§ GOAL OF THE EXERCISE
Find each line in the records below that contains the string "covered" and copy those lines. Case counts.

§ DATASET ENTRIES
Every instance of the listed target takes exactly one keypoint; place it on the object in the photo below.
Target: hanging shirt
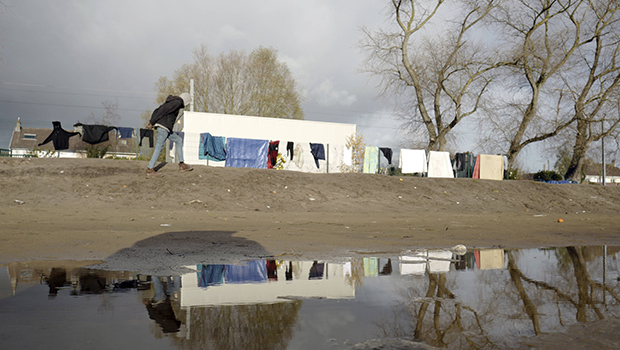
(59, 137)
(181, 135)
(439, 165)
(289, 149)
(371, 160)
(318, 152)
(413, 161)
(272, 156)
(124, 132)
(95, 134)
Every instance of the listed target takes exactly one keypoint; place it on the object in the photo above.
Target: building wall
(300, 132)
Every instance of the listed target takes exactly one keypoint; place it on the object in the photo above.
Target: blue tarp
(212, 147)
(254, 271)
(247, 153)
(558, 182)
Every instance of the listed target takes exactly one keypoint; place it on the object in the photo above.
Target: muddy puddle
(483, 299)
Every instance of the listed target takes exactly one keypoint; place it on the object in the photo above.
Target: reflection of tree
(228, 327)
(505, 304)
(448, 323)
(586, 289)
(530, 308)
(357, 272)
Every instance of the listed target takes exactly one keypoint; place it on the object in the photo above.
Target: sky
(61, 59)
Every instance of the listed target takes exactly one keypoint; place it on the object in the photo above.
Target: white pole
(191, 93)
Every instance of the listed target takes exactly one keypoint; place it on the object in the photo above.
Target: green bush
(548, 175)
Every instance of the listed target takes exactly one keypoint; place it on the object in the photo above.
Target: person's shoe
(185, 167)
(151, 173)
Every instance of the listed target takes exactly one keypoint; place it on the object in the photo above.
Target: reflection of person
(58, 277)
(162, 313)
(163, 119)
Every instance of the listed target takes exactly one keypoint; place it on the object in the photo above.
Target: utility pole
(603, 153)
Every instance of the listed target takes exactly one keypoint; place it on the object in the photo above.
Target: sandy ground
(93, 209)
(107, 211)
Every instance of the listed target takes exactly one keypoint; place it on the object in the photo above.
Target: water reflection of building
(419, 262)
(254, 283)
(438, 261)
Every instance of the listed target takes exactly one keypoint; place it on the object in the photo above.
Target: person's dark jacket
(167, 113)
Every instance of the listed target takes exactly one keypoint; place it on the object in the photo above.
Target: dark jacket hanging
(95, 134)
(59, 137)
(148, 133)
(166, 114)
(387, 152)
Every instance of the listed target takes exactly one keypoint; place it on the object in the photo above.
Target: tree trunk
(581, 145)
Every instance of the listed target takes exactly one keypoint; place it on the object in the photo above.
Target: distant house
(594, 173)
(25, 143)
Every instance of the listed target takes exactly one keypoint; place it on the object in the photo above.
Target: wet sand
(105, 210)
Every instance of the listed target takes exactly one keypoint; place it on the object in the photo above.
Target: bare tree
(594, 83)
(541, 37)
(237, 83)
(437, 82)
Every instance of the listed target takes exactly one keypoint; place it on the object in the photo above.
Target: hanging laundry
(289, 149)
(316, 271)
(246, 153)
(413, 161)
(59, 137)
(387, 153)
(476, 174)
(212, 147)
(439, 165)
(347, 157)
(318, 152)
(148, 133)
(272, 270)
(181, 135)
(371, 160)
(463, 164)
(95, 134)
(299, 156)
(254, 271)
(491, 167)
(209, 275)
(272, 156)
(125, 133)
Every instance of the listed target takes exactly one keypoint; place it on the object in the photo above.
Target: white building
(300, 132)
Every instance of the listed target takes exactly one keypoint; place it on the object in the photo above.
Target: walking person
(163, 120)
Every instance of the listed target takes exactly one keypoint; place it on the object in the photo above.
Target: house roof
(29, 139)
(596, 169)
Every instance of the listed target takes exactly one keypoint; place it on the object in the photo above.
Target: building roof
(29, 139)
(596, 169)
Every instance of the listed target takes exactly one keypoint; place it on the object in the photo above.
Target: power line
(69, 105)
(75, 88)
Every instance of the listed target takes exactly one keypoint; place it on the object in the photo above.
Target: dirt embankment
(94, 209)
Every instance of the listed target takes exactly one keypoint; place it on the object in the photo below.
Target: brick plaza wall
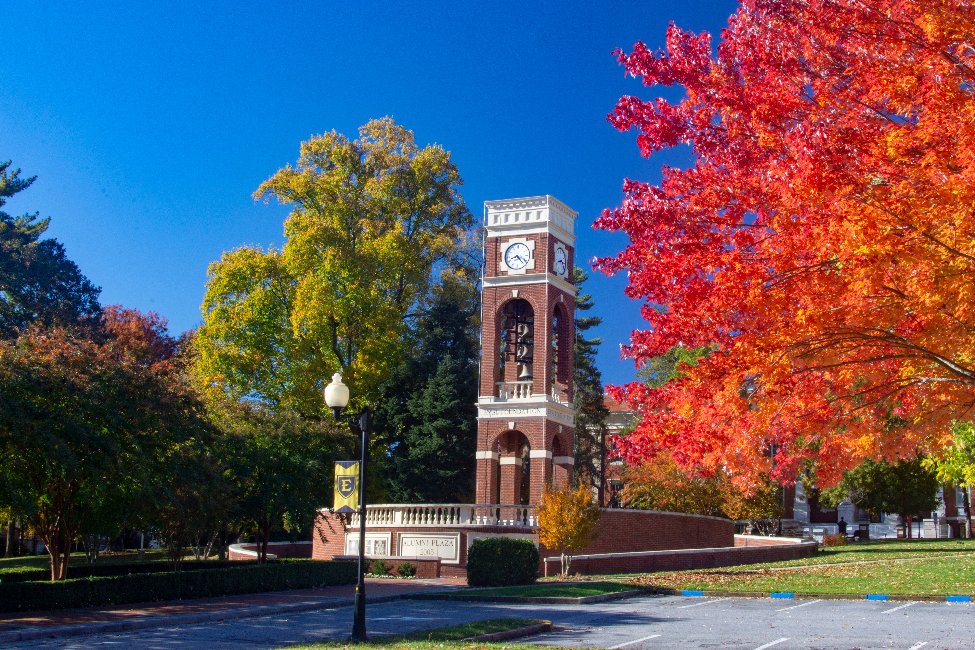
(620, 531)
(425, 568)
(277, 549)
(682, 560)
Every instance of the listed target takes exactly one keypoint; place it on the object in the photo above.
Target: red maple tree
(822, 242)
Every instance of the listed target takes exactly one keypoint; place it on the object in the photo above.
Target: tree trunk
(265, 538)
(968, 511)
(10, 538)
(601, 490)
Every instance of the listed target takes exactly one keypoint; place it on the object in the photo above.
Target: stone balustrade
(514, 390)
(441, 515)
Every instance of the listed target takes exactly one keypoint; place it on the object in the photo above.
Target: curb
(538, 600)
(150, 622)
(790, 595)
(516, 633)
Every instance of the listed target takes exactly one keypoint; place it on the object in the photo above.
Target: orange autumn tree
(567, 520)
(822, 242)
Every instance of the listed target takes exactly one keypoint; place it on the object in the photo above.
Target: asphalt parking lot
(644, 622)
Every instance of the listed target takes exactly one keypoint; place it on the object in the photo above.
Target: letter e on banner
(346, 486)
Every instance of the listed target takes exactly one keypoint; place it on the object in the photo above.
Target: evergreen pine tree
(427, 417)
(591, 413)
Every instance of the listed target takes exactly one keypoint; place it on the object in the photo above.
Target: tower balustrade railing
(441, 515)
(514, 390)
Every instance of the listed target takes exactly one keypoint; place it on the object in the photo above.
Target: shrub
(406, 570)
(32, 574)
(379, 568)
(502, 561)
(110, 590)
(834, 540)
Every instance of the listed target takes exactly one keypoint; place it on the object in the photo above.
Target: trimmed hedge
(32, 574)
(280, 575)
(502, 561)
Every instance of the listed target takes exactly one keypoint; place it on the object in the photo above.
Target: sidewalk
(25, 626)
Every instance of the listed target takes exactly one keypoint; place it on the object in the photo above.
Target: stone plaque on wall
(445, 546)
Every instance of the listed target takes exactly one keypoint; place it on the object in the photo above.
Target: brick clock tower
(525, 419)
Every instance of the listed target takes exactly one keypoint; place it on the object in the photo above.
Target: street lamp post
(337, 398)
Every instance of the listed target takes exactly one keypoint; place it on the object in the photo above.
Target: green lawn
(923, 568)
(444, 637)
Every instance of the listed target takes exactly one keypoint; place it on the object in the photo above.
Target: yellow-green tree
(374, 222)
(567, 520)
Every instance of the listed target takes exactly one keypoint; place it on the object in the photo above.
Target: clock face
(517, 255)
(561, 261)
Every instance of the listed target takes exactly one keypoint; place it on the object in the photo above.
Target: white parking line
(629, 643)
(894, 609)
(703, 602)
(811, 602)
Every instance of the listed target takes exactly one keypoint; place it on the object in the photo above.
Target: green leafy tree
(372, 222)
(761, 506)
(671, 365)
(956, 464)
(38, 283)
(904, 487)
(79, 420)
(427, 415)
(591, 413)
(280, 465)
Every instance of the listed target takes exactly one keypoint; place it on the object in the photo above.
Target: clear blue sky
(149, 125)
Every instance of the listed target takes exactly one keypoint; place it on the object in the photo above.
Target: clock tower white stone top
(532, 214)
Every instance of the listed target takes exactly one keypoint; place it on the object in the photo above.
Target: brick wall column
(486, 489)
(510, 479)
(562, 467)
(541, 473)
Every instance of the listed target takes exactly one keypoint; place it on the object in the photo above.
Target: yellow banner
(346, 486)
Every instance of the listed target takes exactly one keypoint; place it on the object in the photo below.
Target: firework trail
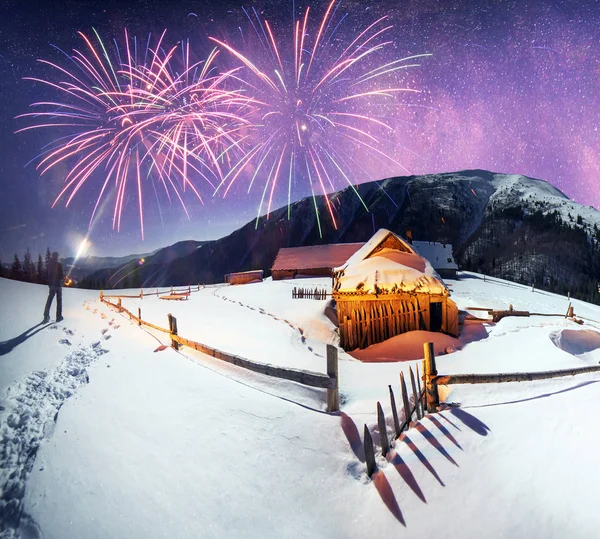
(322, 105)
(126, 115)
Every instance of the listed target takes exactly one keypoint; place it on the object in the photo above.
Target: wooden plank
(415, 393)
(394, 412)
(308, 378)
(333, 394)
(405, 402)
(369, 452)
(511, 376)
(385, 444)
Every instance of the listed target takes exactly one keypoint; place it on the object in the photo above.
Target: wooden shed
(385, 289)
(311, 261)
(244, 277)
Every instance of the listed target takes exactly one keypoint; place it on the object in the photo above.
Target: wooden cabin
(244, 277)
(312, 261)
(385, 289)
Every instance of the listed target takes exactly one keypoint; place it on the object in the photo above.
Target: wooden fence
(329, 381)
(426, 399)
(432, 379)
(308, 293)
(363, 323)
(186, 290)
(409, 410)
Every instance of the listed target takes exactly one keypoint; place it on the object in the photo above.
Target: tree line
(28, 270)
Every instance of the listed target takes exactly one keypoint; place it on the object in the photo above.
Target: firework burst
(128, 115)
(323, 105)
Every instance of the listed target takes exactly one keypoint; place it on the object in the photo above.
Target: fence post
(333, 395)
(394, 412)
(433, 399)
(405, 401)
(415, 394)
(385, 444)
(173, 330)
(369, 452)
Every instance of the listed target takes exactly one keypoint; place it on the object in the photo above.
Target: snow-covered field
(107, 434)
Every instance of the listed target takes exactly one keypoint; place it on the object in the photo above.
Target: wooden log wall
(309, 293)
(364, 322)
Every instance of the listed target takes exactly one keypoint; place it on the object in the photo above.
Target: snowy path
(168, 444)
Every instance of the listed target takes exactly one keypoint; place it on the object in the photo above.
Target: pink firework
(323, 104)
(125, 119)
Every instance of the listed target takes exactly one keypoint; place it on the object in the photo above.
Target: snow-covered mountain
(510, 226)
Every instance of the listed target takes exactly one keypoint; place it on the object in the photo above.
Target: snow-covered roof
(440, 255)
(387, 263)
(315, 256)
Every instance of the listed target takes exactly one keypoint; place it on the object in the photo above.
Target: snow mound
(407, 346)
(576, 342)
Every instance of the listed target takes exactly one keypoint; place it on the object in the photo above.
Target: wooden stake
(385, 445)
(394, 412)
(333, 395)
(173, 330)
(433, 399)
(369, 452)
(415, 394)
(421, 396)
(405, 401)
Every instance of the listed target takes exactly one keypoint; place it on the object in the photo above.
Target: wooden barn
(386, 288)
(312, 261)
(244, 277)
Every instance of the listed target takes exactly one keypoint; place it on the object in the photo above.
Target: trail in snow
(29, 414)
(274, 317)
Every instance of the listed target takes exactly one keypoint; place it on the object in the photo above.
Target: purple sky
(512, 88)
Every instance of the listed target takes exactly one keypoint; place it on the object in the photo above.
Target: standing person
(55, 279)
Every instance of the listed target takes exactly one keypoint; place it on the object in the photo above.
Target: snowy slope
(154, 443)
(513, 190)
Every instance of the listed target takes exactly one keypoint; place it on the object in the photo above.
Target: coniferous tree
(28, 267)
(16, 270)
(40, 271)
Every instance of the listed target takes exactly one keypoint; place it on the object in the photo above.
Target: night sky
(512, 87)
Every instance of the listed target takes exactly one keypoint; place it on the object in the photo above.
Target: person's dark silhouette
(55, 279)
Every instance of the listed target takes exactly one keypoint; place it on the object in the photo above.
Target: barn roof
(315, 256)
(387, 263)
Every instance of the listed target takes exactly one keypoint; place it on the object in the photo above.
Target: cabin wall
(366, 320)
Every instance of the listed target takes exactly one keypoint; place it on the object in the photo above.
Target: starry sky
(511, 87)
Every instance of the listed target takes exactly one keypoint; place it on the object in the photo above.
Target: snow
(106, 435)
(314, 256)
(514, 188)
(388, 269)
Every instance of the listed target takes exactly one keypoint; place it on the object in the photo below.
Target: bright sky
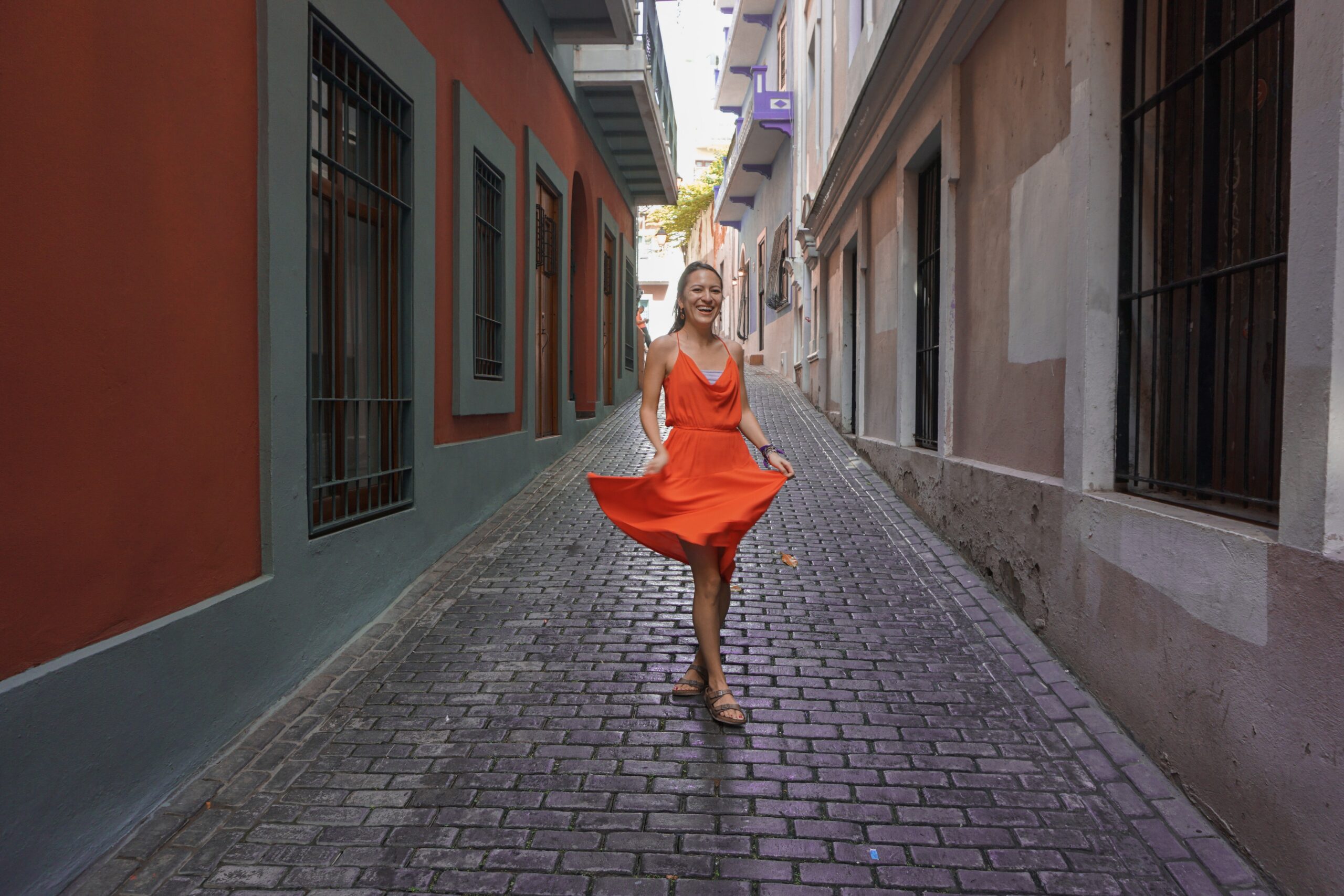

§ ANSWER TO THE TASK
Target: snow-covered field
Target: snow-covered mountain
Target: snow-covered roof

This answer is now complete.